• Task to complete: Repeat the records. Match each character exactly.

• Given data:
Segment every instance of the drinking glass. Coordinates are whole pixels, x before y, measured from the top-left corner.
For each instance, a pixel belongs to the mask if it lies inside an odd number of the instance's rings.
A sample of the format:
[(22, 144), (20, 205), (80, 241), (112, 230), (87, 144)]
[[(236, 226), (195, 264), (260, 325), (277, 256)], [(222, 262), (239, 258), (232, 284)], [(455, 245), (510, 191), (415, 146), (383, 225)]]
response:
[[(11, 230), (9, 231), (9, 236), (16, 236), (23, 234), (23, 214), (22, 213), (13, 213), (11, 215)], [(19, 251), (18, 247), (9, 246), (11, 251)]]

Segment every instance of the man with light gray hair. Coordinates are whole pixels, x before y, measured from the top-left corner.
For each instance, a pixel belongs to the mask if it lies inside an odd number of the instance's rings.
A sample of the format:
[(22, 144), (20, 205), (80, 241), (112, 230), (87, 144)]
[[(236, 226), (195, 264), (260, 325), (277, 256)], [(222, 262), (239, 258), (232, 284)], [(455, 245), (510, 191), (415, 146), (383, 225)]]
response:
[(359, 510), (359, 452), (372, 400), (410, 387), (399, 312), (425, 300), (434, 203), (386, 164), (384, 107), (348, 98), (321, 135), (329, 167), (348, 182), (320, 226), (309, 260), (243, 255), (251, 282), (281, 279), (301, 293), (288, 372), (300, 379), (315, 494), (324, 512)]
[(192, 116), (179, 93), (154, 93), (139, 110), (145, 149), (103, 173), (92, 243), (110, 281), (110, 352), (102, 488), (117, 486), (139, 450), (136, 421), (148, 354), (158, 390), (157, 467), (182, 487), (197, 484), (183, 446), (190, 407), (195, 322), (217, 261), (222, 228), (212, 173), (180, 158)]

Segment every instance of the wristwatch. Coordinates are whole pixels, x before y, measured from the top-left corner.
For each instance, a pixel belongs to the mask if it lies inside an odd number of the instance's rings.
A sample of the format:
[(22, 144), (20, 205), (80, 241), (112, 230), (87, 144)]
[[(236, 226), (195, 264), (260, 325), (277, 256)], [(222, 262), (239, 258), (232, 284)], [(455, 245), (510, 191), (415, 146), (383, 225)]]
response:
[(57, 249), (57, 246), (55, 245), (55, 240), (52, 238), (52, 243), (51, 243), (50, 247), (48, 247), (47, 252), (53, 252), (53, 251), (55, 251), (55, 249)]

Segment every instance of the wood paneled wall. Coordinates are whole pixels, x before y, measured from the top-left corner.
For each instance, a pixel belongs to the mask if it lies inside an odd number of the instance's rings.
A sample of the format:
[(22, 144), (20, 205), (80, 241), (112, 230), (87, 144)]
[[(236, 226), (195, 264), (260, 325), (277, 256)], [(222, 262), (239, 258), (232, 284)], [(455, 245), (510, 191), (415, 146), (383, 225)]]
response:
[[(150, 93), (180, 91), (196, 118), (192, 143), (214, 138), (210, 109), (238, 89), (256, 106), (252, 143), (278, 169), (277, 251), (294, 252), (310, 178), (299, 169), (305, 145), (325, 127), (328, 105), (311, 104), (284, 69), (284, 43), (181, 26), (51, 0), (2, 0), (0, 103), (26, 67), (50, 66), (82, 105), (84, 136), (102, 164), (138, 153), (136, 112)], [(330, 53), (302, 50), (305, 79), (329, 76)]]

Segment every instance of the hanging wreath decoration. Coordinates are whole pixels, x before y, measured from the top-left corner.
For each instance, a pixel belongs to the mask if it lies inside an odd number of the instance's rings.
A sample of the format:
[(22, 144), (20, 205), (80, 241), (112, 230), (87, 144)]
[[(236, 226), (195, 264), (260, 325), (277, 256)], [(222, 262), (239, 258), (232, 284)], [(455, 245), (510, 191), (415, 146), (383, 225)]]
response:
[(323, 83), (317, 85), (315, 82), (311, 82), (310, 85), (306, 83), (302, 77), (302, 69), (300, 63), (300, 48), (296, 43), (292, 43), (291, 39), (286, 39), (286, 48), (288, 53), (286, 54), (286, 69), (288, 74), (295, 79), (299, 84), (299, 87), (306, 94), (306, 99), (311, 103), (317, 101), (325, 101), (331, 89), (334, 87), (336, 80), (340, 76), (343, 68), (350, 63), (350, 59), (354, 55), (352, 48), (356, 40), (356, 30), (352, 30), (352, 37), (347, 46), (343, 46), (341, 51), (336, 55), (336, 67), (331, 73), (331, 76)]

• Solution to this problem:
Segment every instance of the drinking glass. Coordinates are whole pixels, x before y, measured from the top-left corner.
For each instance, a pixel belongs to the mask if it lies inside an odd number of the instance's rings.
A sample of the format:
[(22, 144), (20, 205), (80, 241), (112, 230), (87, 144)]
[[(236, 226), (195, 264), (260, 325), (277, 256)], [(222, 262), (239, 258), (232, 284)], [(455, 245), (510, 191), (415, 146), (383, 225)]]
response:
[[(11, 230), (9, 231), (9, 236), (16, 236), (23, 234), (23, 214), (22, 213), (13, 213), (11, 215)], [(19, 251), (18, 247), (9, 246), (11, 251)]]

Segment every instance of the man with light gray hair. Coordinates are whole pixels, x before y, measured from the top-left corner.
For each instance, a pixel belongs to the mask if it lies inside an odd number of the instance's rings.
A sample of the format:
[(22, 144), (20, 205), (80, 241), (112, 230), (87, 144)]
[[(236, 226), (195, 264), (260, 325), (277, 256)], [(222, 262), (239, 258), (232, 284)], [(455, 245), (510, 191), (415, 146), (383, 225)]]
response:
[(359, 510), (359, 452), (372, 400), (410, 387), (399, 312), (425, 300), (434, 203), (386, 164), (384, 107), (348, 98), (321, 135), (329, 167), (348, 182), (320, 226), (309, 260), (243, 255), (251, 282), (281, 279), (301, 293), (288, 372), (300, 379), (315, 494), (324, 512)]
[(192, 116), (179, 93), (154, 93), (139, 110), (145, 149), (103, 173), (92, 243), (110, 281), (110, 352), (102, 488), (117, 486), (139, 450), (136, 421), (148, 354), (158, 390), (157, 467), (182, 487), (197, 484), (183, 446), (190, 407), (195, 322), (217, 261), (222, 228), (212, 173), (180, 158)]

Segment every instance of the wristwatch. Coordinates are whole pixels, x before y, measured from the top-left corner.
For each instance, a pixel belongs to the mask if it lies inside an odd number of the instance's rings.
A sample of the format:
[(22, 144), (20, 205), (80, 241), (112, 230), (87, 144)]
[[(236, 226), (195, 264), (260, 325), (277, 256)], [(222, 262), (239, 258), (232, 284)], [(455, 245), (510, 191), (415, 146), (383, 225)]]
response:
[(57, 249), (57, 246), (55, 245), (55, 240), (52, 238), (52, 243), (51, 243), (50, 247), (48, 247), (47, 252), (53, 252), (53, 251), (55, 251), (55, 249)]

Segment every instance of the wood paneled wall. Coordinates are whole pixels, x before y, measured from the top-left corner.
For each instance, a pixel belongs to the mask if it lies inside an odd number of the instance's rings.
A sample of the format:
[(22, 144), (20, 205), (80, 241), (112, 230), (87, 144)]
[[(236, 226), (195, 264), (260, 325), (277, 256)], [(222, 262), (239, 258), (232, 284)], [(455, 245), (510, 191), (415, 146), (383, 225)]]
response:
[[(150, 93), (180, 91), (196, 118), (192, 143), (214, 138), (210, 109), (238, 89), (256, 106), (252, 143), (278, 169), (277, 251), (294, 252), (310, 178), (299, 169), (305, 145), (325, 127), (328, 105), (311, 104), (284, 69), (284, 43), (181, 26), (51, 0), (2, 0), (0, 103), (26, 67), (50, 66), (82, 105), (84, 136), (102, 164), (138, 153), (136, 112)], [(330, 53), (302, 50), (305, 79), (329, 76)]]

Segment every instance of the hanging wreath decoration. Coordinates are whole pixels, x before y, measured from the top-left corner.
For each instance, a pixel belongs to the mask if it lies inside an odd number of the instance's rings.
A sample of the format:
[(22, 144), (20, 205), (80, 241), (112, 230), (87, 144)]
[[(236, 226), (195, 264), (260, 325), (277, 256)], [(222, 262), (239, 258), (232, 284)], [(455, 245), (510, 191), (415, 146), (383, 225)]]
response:
[(323, 83), (317, 85), (315, 82), (311, 82), (310, 85), (306, 83), (302, 77), (302, 69), (300, 63), (300, 48), (296, 43), (292, 43), (291, 39), (286, 39), (286, 48), (288, 53), (286, 54), (286, 69), (288, 74), (295, 79), (299, 84), (299, 87), (306, 94), (306, 99), (311, 103), (317, 101), (325, 101), (331, 89), (334, 87), (336, 80), (340, 76), (343, 68), (350, 63), (350, 59), (354, 55), (352, 48), (356, 40), (356, 30), (352, 30), (352, 37), (347, 46), (343, 46), (341, 51), (336, 55), (336, 67), (331, 73), (331, 76)]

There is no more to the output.